[Короткое задание A]:
Какую рифму фрагмент документа называет примитивной и в какой строфе стихотворения она встречается?

[Фрагмент документа]:
•••••
Грамматические, стилевые погрешности встречаются на протяжении всего стихотворения. Обращение «депутат столетий и могил», адресованное «старцу с рыжим париком» и выражение «кандидаты красоты», характеризующее дам, одетых с чрезмерной пышностью, придают слогу стихотворения напыщенно-высокопарное звучание, однако не дают внятной характеристики объектам критики. В пятой строфе автором используется примитивная рифма «любовь/кровь», причем последняя из рифмующихся строк страдает явным нарушением логики:
Глупец, кто жил, чтоб на диэте быть;
Умен, кто отдал дни свои любви;
И этот муж копил: чтобы любить.
Замен души он находил в крови. (I, 142).
1 Цит. по: Лермонтов М. Ю. Сочинения : в 6 т. М. ; Л. : Изд-во АН СССР, 1954—1957 (с указанием тома и страницы).
Отмеченные погрешности бросаются в глаза, нарочито выпячиваются. Поэтому мы полагаем, что вся поэтическая безвкусность сатиры сконструирована автором стихотворения намеренно и служит своеобразным средством раскрытия внутреннего мира субъекта повествования.
•••••
[Сохранённые записи]:
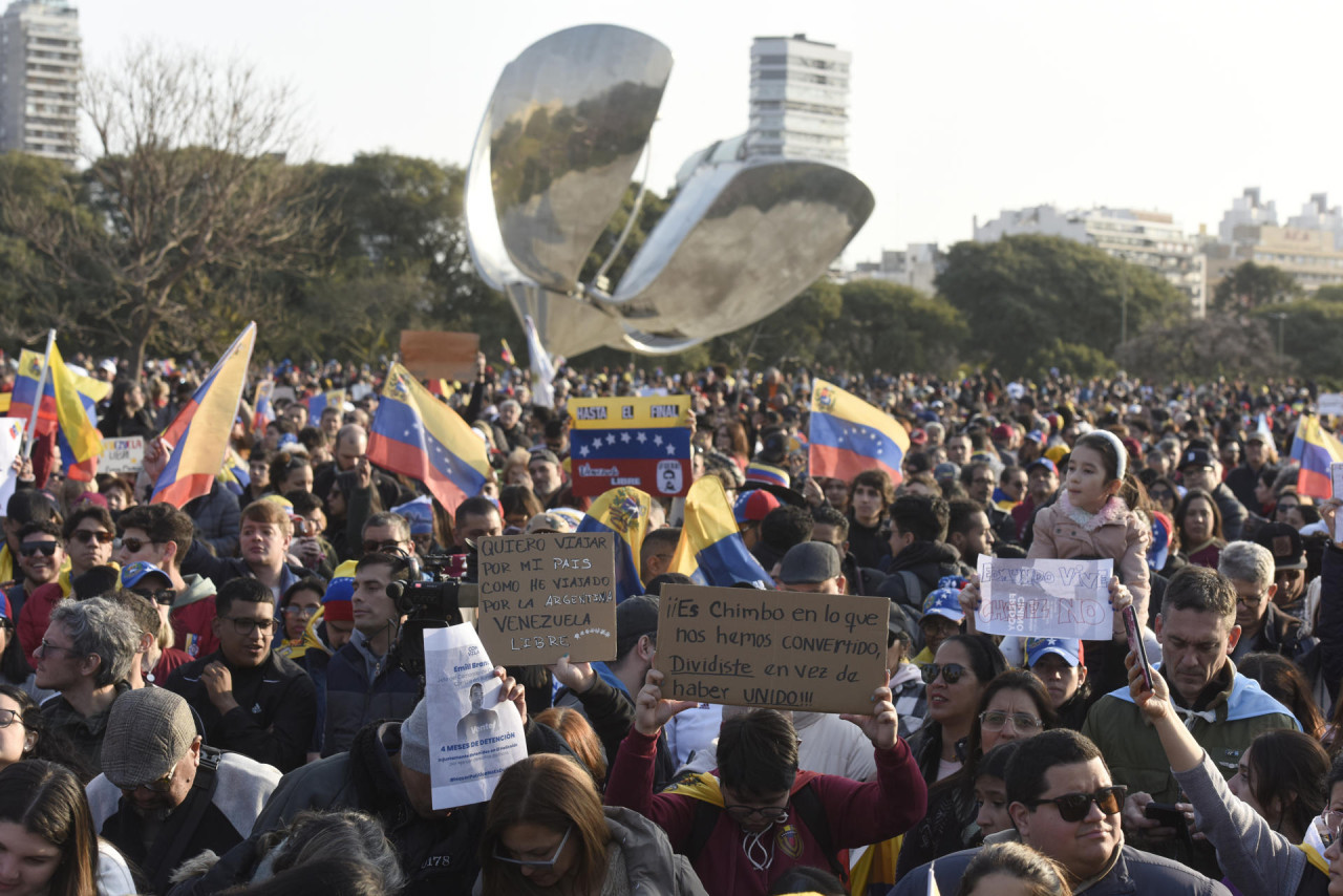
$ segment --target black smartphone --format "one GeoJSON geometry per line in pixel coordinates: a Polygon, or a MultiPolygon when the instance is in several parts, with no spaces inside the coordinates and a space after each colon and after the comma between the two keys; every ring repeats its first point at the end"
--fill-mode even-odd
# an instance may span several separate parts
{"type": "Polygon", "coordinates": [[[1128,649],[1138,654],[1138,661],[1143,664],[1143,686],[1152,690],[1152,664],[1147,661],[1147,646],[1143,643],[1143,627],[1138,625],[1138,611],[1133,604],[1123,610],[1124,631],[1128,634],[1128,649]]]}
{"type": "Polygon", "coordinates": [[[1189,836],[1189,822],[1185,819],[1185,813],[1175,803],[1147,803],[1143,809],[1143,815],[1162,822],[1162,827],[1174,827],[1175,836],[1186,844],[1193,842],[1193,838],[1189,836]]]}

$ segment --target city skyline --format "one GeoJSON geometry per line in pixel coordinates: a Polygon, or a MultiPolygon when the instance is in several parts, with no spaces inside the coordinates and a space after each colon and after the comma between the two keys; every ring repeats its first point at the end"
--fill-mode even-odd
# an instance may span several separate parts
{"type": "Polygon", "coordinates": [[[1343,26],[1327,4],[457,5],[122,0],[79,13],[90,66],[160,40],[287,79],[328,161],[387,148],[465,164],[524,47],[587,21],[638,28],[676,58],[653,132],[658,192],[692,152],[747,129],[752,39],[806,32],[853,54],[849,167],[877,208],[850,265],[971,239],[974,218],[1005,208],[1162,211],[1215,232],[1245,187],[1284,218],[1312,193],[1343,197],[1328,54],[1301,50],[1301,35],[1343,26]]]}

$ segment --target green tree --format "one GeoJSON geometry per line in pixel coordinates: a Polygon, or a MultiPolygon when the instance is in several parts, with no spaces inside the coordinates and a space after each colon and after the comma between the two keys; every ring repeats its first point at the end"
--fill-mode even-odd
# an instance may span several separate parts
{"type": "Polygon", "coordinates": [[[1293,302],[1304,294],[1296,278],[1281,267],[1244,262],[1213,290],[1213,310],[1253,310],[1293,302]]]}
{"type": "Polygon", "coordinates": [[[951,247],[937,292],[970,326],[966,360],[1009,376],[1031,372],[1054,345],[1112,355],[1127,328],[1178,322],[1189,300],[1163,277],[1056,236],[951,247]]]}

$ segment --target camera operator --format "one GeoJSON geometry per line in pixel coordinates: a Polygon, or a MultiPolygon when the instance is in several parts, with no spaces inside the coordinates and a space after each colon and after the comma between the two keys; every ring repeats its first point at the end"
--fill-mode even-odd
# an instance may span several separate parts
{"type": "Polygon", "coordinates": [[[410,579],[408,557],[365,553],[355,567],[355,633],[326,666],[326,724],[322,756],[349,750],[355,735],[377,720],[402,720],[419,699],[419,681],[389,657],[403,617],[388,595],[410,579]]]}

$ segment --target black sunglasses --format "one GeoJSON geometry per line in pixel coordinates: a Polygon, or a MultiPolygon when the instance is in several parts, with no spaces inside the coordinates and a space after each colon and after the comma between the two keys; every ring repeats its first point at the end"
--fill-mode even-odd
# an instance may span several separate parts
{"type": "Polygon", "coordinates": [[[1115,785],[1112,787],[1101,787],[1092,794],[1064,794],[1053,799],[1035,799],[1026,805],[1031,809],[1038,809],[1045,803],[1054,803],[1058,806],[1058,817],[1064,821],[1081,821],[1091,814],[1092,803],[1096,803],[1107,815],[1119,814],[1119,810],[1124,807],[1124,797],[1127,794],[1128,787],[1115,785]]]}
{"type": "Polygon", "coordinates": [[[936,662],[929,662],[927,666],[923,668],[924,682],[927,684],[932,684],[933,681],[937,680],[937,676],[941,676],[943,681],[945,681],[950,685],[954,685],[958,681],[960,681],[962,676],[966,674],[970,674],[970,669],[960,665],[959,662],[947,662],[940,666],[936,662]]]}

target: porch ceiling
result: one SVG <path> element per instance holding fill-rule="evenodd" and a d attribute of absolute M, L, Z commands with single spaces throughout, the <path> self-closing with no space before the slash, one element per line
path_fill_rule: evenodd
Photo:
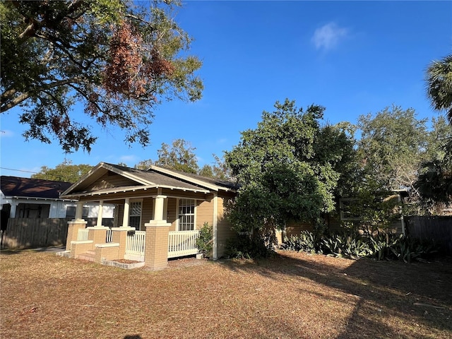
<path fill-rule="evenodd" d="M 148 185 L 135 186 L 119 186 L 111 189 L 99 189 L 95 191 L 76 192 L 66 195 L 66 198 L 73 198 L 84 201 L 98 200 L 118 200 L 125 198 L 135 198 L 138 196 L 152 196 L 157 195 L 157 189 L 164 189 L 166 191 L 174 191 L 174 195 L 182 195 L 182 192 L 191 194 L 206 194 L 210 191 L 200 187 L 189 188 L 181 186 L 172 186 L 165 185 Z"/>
•••••
[Короткое задание B]:
Отредактируйте записи: перепишите их от строки с «--target black sunglasses» до конца записей включительно, заменив «porch ceiling» на «porch roof» и ничего больше не меняя. Изображения в ответ не включайте.

[Письменный ответ A]:
Рифма «любовь/кровь», в пятой строфе.

[Письменный ответ B]:
$ segment --target black sunglasses --format "one GeoJSON geometry per line in pixel coordinates: a Polygon, or a MultiPolygon when the instance is in several parts, with no spaces inside the coordinates and a space after each colon and after the comma between the two keys; every ring repeats its first point at the end"
--fill-mode even-odd
# an instance may span several separate parts
{"type": "Polygon", "coordinates": [[[1115,785],[1112,787],[1101,787],[1092,794],[1064,794],[1053,799],[1035,799],[1026,805],[1031,809],[1038,809],[1045,803],[1054,803],[1058,806],[1058,817],[1064,821],[1081,821],[1091,814],[1092,803],[1096,803],[1107,815],[1119,814],[1119,810],[1124,807],[1124,797],[1127,794],[1128,787],[1115,785]]]}
{"type": "Polygon", "coordinates": [[[936,662],[929,662],[927,666],[923,668],[924,682],[927,684],[932,684],[933,681],[937,680],[937,676],[941,676],[943,681],[945,681],[950,685],[954,685],[958,681],[960,681],[962,676],[966,674],[970,674],[970,669],[960,665],[959,662],[947,662],[940,666],[936,662]]]}

target: porch roof
result: one SVG <path> element per instance holding fill-rule="evenodd" and a d attribute of absolute M, L, Z commands with single spaces throughout, the <path> self-closing with no space before the slash, one element per line
path_fill_rule: evenodd
Photo:
<path fill-rule="evenodd" d="M 148 185 L 135 186 L 119 186 L 111 189 L 99 189 L 95 191 L 76 192 L 66 195 L 66 198 L 73 198 L 84 201 L 98 200 L 118 200 L 125 198 L 135 198 L 138 196 L 152 196 L 157 195 L 157 189 L 164 189 L 166 191 L 174 191 L 174 195 L 182 195 L 182 192 L 191 194 L 206 194 L 210 191 L 200 187 L 189 188 L 181 186 L 172 186 L 165 185 Z"/>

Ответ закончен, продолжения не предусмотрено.